Excerpts of location labeling data
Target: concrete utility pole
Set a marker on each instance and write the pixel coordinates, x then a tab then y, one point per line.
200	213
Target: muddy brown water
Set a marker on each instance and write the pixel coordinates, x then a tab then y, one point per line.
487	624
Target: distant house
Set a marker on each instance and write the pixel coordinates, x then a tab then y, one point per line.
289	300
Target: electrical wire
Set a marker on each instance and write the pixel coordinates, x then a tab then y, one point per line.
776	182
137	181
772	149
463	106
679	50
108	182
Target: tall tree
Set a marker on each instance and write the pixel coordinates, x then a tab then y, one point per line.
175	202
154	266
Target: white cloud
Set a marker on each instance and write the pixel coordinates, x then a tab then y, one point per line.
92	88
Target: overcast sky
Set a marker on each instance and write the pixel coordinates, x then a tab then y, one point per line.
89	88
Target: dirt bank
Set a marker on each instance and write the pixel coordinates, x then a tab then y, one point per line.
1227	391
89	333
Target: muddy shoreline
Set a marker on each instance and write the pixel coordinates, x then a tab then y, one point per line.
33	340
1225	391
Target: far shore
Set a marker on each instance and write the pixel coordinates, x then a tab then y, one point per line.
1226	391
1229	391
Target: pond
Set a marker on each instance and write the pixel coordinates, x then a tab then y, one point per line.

WHAT TO DO: Copy out every one of the lines above, switching "marker" to "pin" wherever it occurs and leaving the rest untouched.

WORKED SOLUTION:
Target: concrete utility pole
Set a pin on each instance and write the pixel coordinates, x then a tab then y, one point per line.
200	213
Target: muddy brown water
Set a pin on each instance and write the pixel coordinates, x then a tab then y, one point per line.
487	624
Target: distant house
Set a pin on each instance and write the pixel coordinates, x then a tab then y, one point per line.
289	300
Target: electrical wire
Set a pin on each instance and write the pixel coordinates, x then a tab then y, one point per line.
776	182
137	181
772	149
463	106
679	50
108	182
Target: tall tree
Set a pin on each instance and write the pixel coordinates, x then a tab then y, one point per line.
175	202
154	266
Target: white cloud
Set a pin on each instance and write the pixel coordinates, x then a tab then y, one point per line.
92	88
Target: overcast sky
Set a pin on each instance and write the pixel coordinates, x then a tab then y, one point per line.
89	88
Target: dirt bank
Set a pin on each instance and write the pixel coordinates, x then a tab then y, one point per line.
1227	391
89	333
Target: muddy shoreline
Set a pin on each instance and write the pixel coordinates, x then a tab then y, one point per line.
33	340
1225	391
Target: far shore
Set a pin on each instance and write the pixel coordinates, x then a tab then y, one point per line.
1226	391
1229	391
Target: pond
Set a pin on each instance and write the pixel coordinates, x then a tab then y, one point per line.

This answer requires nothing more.